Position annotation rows
##########

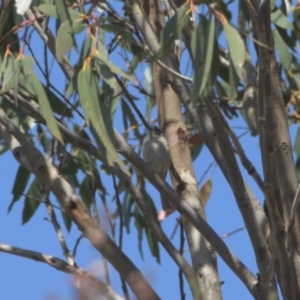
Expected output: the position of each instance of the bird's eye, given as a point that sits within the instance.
(156, 130)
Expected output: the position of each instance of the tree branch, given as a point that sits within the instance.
(61, 265)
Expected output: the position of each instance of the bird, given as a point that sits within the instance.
(156, 153)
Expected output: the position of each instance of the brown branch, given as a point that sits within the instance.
(61, 265)
(30, 157)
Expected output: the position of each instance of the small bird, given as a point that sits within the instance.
(156, 153)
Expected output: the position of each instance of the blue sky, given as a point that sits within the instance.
(22, 278)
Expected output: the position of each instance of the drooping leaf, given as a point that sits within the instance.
(285, 56)
(26, 65)
(20, 184)
(103, 59)
(45, 107)
(209, 64)
(297, 144)
(51, 11)
(67, 221)
(281, 20)
(172, 30)
(42, 137)
(85, 190)
(58, 106)
(236, 47)
(64, 41)
(22, 6)
(10, 77)
(97, 115)
(205, 191)
(127, 114)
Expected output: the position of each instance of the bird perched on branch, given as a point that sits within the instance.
(156, 153)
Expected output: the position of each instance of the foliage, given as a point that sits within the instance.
(79, 65)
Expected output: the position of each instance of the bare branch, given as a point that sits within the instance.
(61, 265)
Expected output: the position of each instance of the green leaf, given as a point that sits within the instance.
(127, 204)
(281, 20)
(106, 74)
(297, 144)
(46, 143)
(209, 68)
(10, 80)
(26, 65)
(98, 116)
(127, 114)
(101, 56)
(67, 221)
(83, 160)
(85, 190)
(64, 41)
(20, 184)
(45, 107)
(33, 199)
(285, 56)
(233, 81)
(50, 10)
(172, 30)
(58, 106)
(62, 11)
(236, 48)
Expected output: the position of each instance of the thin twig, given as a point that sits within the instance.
(225, 236)
(124, 286)
(61, 265)
(181, 249)
(292, 216)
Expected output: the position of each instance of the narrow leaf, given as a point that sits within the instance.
(45, 107)
(173, 29)
(51, 11)
(236, 47)
(64, 41)
(97, 115)
(20, 184)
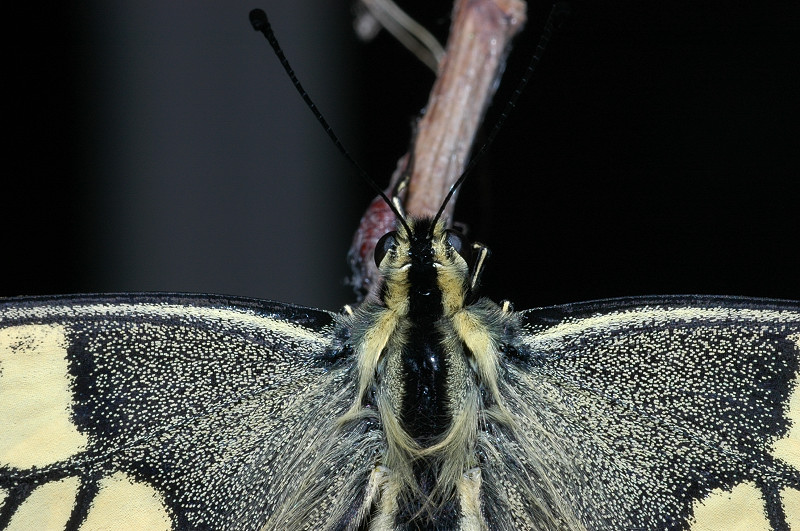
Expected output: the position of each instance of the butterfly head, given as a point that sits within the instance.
(427, 265)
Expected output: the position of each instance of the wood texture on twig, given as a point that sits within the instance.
(476, 48)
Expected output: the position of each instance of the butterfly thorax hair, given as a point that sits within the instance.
(427, 362)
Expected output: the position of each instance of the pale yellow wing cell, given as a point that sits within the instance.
(740, 509)
(123, 503)
(34, 377)
(791, 504)
(48, 506)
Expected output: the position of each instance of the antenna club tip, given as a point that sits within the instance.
(259, 20)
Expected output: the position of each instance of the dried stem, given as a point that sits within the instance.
(477, 45)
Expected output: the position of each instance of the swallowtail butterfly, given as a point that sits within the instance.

##########

THE REQUEST
Convert every line of the rows above into a Markdown table with the columns Number and Row line, skipping blank lines and leaving out the pictures.

EXERCISE SOLUTION
| Number | Row line |
|---|---|
| 1 | Expected output: the position of each instance of the bird's eye, given as a point that sits within the instance. |
| 2 | (156, 130) |
| 3 | Expected output: the position of each instance of the tree branch, given as a point that sits within the instance. |
| 4 | (61, 265) |
| 5 | Expected output: the position of each instance of the bird, given as a point that sits within the instance. |
| 6 | (156, 153) |
| 7 | Expected output: the position of each instance of the brown branch, given as a point that sits within the instance. |
| 8 | (61, 265) |
| 9 | (30, 157) |
| 10 | Expected output: the position of each instance of the small bird, given as a point that sits within the instance. |
| 11 | (156, 153) |
| 12 | Expected output: the position of each instance of the blue sky, given as a point that sits within the instance. |
| 13 | (22, 278) |
| 14 | Expected output: the position of each instance of the drooping leaf, given as a point that sits within the instance. |
| 15 | (285, 56) |
| 16 | (26, 65) |
| 17 | (20, 184) |
| 18 | (103, 59) |
| 19 | (45, 107) |
| 20 | (209, 64) |
| 21 | (297, 144) |
| 22 | (51, 11) |
| 23 | (67, 221) |
| 24 | (281, 20) |
| 25 | (172, 30) |
| 26 | (42, 137) |
| 27 | (85, 190) |
| 28 | (58, 106) |
| 29 | (236, 47) |
| 30 | (64, 41) |
| 31 | (22, 6) |
| 32 | (10, 77) |
| 33 | (97, 115) |
| 34 | (205, 191) |
| 35 | (127, 114) |
| 36 | Expected output: the position of each instance of the bird perched on branch, given as a point that sits within the instance. |
| 37 | (156, 153) |
| 38 | Expected output: the position of each instance of the foliage, given as a point that sits within the instance. |
| 39 | (79, 65) |
| 40 | Expected output: the position of each instance of the bare branch, given as a point that sits within the instance. |
| 41 | (61, 265) |
| 42 | Expected output: the position of each instance of the green leaf, given as a point that sits within the instance. |
| 43 | (127, 204) |
| 44 | (281, 20) |
| 45 | (106, 74) |
| 46 | (297, 144) |
| 47 | (46, 143) |
| 48 | (209, 68) |
| 49 | (10, 80) |
| 50 | (26, 65) |
| 51 | (98, 116) |
| 52 | (127, 114) |
| 53 | (101, 56) |
| 54 | (67, 221) |
| 55 | (83, 160) |
| 56 | (85, 190) |
| 57 | (64, 41) |
| 58 | (20, 184) |
| 59 | (45, 107) |
| 60 | (33, 199) |
| 61 | (285, 56) |
| 62 | (233, 81) |
| 63 | (50, 10) |
| 64 | (172, 30) |
| 65 | (58, 106) |
| 66 | (62, 11) |
| 67 | (236, 48) |
| 68 | Expected output: the position of each instance of the thin twig, given as a point that sits within the instance. |
| 69 | (225, 236) |
| 70 | (124, 286) |
| 71 | (61, 265) |
| 72 | (181, 249) |
| 73 | (292, 216) |
| 74 | Expected output: the position of each instance of the narrow leaf, given as a point that sits within the instance. |
| 75 | (45, 107) |
| 76 | (173, 29) |
| 77 | (51, 11) |
| 78 | (236, 47) |
| 79 | (64, 41) |
| 80 | (97, 115) |
| 81 | (20, 184) |
| 82 | Expected output: the position of each instance of the butterfly head, given as a point that sits within the instance. |
| 83 | (427, 265) |
| 84 | Expected output: the position of each instance of the wood texture on twig, given as a point that sits within the instance. |
| 85 | (476, 48) |
| 86 | Expected output: the position of each instance of the butterfly thorax hair, given as a point that sits within the instance. |
| 87 | (427, 362) |
| 88 | Expected output: the position of each instance of the pale yellow wing cell, given as a point that sits within the instance. |
| 89 | (740, 509) |
| 90 | (123, 503) |
| 91 | (34, 377) |
| 92 | (791, 504) |
| 93 | (48, 506) |
| 94 | Expected output: the position of each instance of the antenna club tip, given as a point that sits within the instance. |
| 95 | (259, 20) |
| 96 | Expected output: the position of each instance of the dried stem, given as a point that sits within the instance. |
| 97 | (477, 45) |
| 98 | Expected output: the position of each instance of the swallowtail butterfly, given as a point that sits within the instance. |